[Saved data entries]
◆ ◆ ◆ ◆
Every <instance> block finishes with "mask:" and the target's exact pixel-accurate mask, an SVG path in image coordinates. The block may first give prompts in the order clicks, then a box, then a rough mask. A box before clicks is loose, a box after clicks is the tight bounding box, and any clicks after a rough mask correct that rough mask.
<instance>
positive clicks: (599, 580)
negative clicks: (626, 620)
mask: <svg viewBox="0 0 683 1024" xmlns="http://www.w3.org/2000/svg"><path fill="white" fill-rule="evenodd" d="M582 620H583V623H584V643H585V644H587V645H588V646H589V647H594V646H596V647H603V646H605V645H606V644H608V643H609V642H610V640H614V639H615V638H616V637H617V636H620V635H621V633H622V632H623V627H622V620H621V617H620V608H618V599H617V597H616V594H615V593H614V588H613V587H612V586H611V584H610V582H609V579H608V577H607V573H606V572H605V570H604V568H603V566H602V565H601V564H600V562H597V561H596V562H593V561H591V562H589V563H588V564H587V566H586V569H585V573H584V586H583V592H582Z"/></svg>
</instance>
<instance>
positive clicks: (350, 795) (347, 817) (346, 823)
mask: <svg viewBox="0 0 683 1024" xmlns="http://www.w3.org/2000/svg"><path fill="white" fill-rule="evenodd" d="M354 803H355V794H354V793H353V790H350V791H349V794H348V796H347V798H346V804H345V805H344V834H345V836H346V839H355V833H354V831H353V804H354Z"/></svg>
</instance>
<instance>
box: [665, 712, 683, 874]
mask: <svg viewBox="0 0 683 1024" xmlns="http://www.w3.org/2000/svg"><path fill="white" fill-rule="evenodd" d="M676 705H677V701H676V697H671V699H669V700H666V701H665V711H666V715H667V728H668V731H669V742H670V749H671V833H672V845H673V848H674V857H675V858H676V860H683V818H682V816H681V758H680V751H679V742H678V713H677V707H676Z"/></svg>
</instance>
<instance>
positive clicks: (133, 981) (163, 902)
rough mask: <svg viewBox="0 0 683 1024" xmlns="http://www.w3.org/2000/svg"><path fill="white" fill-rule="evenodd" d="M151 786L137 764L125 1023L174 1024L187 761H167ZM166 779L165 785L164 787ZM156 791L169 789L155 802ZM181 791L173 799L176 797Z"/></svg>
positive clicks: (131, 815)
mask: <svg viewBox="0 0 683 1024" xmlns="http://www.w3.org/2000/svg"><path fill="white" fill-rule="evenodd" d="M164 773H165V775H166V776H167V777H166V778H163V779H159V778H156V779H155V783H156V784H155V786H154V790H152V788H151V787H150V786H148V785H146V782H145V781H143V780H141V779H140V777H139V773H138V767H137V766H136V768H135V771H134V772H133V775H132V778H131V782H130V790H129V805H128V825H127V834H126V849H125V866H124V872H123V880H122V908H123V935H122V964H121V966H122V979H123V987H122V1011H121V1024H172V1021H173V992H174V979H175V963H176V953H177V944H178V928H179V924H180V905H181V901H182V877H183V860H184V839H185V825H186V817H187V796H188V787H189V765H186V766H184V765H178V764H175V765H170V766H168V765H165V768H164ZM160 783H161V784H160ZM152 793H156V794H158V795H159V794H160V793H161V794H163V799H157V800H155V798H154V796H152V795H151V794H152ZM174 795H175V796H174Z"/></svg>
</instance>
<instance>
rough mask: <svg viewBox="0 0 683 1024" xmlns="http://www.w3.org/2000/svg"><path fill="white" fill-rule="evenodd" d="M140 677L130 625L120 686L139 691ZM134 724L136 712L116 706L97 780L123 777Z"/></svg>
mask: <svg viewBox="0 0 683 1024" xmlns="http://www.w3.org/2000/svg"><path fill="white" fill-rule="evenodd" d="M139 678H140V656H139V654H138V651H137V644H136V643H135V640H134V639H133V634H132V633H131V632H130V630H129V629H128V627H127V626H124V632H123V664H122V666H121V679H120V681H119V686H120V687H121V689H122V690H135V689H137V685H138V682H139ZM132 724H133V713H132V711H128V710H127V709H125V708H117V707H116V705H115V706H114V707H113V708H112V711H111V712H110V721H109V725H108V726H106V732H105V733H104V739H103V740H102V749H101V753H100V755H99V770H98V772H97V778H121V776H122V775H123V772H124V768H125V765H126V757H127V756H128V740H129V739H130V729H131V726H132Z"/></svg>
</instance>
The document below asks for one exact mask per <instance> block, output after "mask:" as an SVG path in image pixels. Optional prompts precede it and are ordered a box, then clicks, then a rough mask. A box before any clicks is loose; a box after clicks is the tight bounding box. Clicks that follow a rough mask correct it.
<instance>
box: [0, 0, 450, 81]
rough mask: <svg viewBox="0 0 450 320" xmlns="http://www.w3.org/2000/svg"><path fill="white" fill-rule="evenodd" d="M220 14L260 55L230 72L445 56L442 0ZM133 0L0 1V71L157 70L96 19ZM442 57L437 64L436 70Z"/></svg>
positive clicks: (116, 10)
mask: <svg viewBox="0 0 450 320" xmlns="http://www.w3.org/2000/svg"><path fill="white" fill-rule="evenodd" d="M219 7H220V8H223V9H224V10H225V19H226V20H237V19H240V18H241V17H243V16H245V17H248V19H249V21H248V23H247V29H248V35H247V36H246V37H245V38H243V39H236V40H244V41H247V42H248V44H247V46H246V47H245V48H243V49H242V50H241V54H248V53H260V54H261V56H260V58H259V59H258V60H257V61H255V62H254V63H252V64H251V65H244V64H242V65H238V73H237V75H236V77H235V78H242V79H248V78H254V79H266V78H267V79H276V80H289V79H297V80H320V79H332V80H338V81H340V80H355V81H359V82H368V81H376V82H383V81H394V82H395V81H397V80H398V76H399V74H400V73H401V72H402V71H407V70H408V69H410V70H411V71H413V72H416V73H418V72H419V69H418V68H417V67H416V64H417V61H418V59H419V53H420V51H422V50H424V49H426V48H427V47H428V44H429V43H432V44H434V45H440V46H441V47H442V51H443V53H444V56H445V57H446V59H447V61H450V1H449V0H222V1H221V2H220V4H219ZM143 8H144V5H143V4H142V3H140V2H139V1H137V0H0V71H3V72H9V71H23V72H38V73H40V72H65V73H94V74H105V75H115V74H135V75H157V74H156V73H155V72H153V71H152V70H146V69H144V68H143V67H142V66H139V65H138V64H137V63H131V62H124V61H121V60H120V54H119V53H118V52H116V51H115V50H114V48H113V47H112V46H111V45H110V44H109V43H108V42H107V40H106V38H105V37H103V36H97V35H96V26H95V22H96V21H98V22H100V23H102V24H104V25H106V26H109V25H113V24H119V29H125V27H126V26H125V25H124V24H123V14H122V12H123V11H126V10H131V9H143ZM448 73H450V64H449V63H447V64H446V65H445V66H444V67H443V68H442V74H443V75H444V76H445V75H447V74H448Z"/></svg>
◆ ◆ ◆ ◆
Above are the records. Print exactly, and only, the lines from the line with "positive clicks: (350, 795)" to the line with "positive clicks: (133, 981) (163, 902)", both inclusive.

TASK RESPONSE:
positive clicks: (350, 795) (347, 817) (346, 823)
mask: <svg viewBox="0 0 683 1024" xmlns="http://www.w3.org/2000/svg"><path fill="white" fill-rule="evenodd" d="M354 803H355V794H354V793H353V790H350V791H349V794H348V796H347V798H346V804H345V805H344V834H345V836H346V839H355V833H354V831H353V804H354Z"/></svg>
</instance>
<instance>
box: [665, 712, 683, 874]
mask: <svg viewBox="0 0 683 1024" xmlns="http://www.w3.org/2000/svg"><path fill="white" fill-rule="evenodd" d="M676 705H677V701H676V697H671V699H669V700H666V701H665V711H666V715H667V728H668V731H669V742H670V749H671V833H672V845H673V848H674V857H675V858H676V860H683V818H682V816H681V758H680V751H679V742H678V713H677V707H676Z"/></svg>
</instance>
<instance>
positive clicks: (133, 981) (163, 902)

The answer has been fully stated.